[Problem to solve] Every line in the data below that has the word "bush" should be returned.

[Record excerpts]

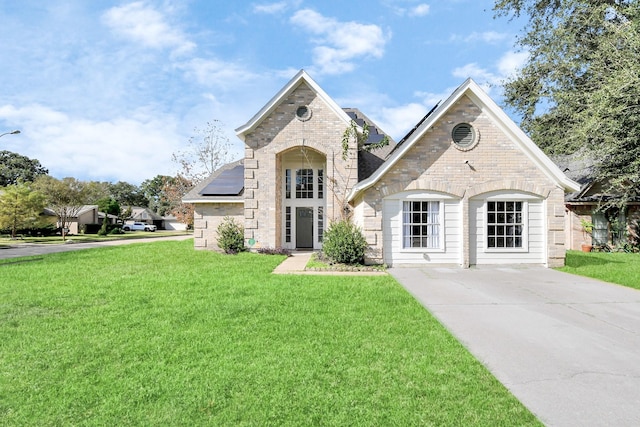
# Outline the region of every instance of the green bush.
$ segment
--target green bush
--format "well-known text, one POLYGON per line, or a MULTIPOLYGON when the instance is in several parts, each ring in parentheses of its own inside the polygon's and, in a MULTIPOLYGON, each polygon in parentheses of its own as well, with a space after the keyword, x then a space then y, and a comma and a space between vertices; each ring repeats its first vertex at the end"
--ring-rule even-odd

[Response to the exercise]
# Outline the region of every instance of the green bush.
--target green bush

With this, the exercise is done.